- _EXERCISES_:
a - Translate this sentence from the text on siege warfare into Spanish: "What remains unclear is whether customary law goes this far as well."
b - According to the text on siege warfare, in what year did Yoram Dinstein write that "a true siege would no longer be feasible"?

- _EXTRACTED TEXT_:
□ □ □ □
Incidental starvation is therefore also prohibited under certain (not all) circumstances. Article 54(2) covers only situations where the belligerent party deprives the enemy from existing resources (see ‘attack, destroy, remove or render useless’), not when it prevents the enemy from being resupplied. This subtle reading of Article 54 led eminent scholars to consider that the Additional Protocols considerably restrict the possibility to resort to sieges. In practice, indeed, sieges will almost inevitably have the side effect of starving the civilian population or forcing its movement. Already in 1991, Yoram Dinstein wrote that, with the 1977 prohibition of starvation, ‘a true siege would no longer be feasible’ (see Yoram Dinstein, Siege Warfare and the Starvation of Civilians, in Astrid J.M. Delissen and Gerard J. Tanja, Humanitarian Law of Armed Conflict: Challenges Ahead, pp150-151). This conclusion leads Dinstein to consider that the Additional Protocols are unrealistic because siege warfare is such a valuable method of warfare from a military perspective. Sean Watts is of the view that, under API, a siege is ‘almost entirely prohibited with respect to life-sustaining objects for civilians’. Beth Van Schaack highlights that, in current armed conflicts ‘it [is] very difficult for a commander to conduct a siege that is both successful and lawfulʼ.

Whether this prohibition of sieges causing incidental starvation in the circumstances described above is considered as realistic or not, this is now the current state of the law for States which are parties to the Additional Protocols. What remains unclear is whether customary law goes this far as well.

Does the principle of proportionality constrain siege warfare?

Another question, which proved to be even more controversial at the Transatlantic Workshop on International Law and Armed Conflict is whether the IHL principle of proportionality restricts siege warfare.

Of course, when sieges are conducted through bombardments, the principle of proportionality applies. But consider the following, more complex, situation. A belligerent party is besieging a small defended town by merely preventing weapons, as well as food and other objects indispensable to the survival of the population to enter in the area. This party does comply with Article 54 API. Its purpose is to weaken the enemy and obtain its surrender, not to starve the civilian population. And, the party does not attack, destroy, remove or render useless objects indispensable to the survival of the civilian population. The belligerent party merely isolates the town and prevents it from receiving supplies. After a few weeks, the civilian population has exhausted its food reserves and the most vulnerable start to die from starvation while other civilians attempt to leave the area at the risk of their own lives. After some months, the humanitarian situation becomes unbearable, the human toll among civilians is high while the expected military advantage is much lower than what the besieging party hoped for because the armed enemy controls and continues to use the means of survival that remain available. Shouldn’t we consider the furtherance of the siege as disproportionate from a humanitarian law perspective? Instinctively, the answer should be yes.

Technically speaking, the answer is less straightforward under the law. Article 51(5)(b) of API—which encompasses the IHL principle of proportionality and which reflects to a large extent customary law (CIHL Study, Rule 14)—prohibits attacks which may be expected to cause ‘collateral damage’ which would be excessive in relation to the concrete and direct military advantage anticipated.
□ □ □ □
- _DATA SECTION_:

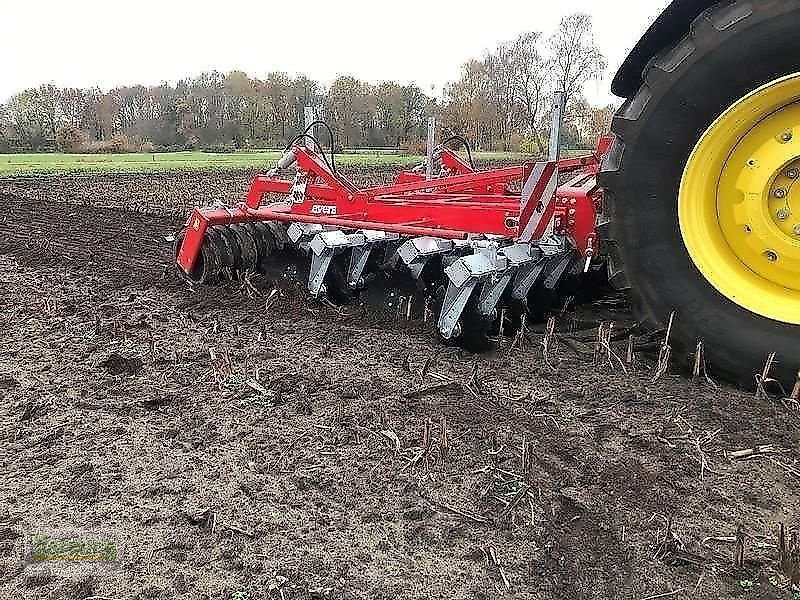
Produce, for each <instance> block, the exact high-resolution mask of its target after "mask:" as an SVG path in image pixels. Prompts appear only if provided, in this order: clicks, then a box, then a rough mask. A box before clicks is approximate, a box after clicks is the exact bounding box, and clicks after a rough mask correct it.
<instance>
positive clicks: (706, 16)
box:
□ □ □ □
- _SOLUTION LIST_:
a - Lo que sigue sin estar claro es si el derecho consuetudinario también llega tan lejos.

b - 1991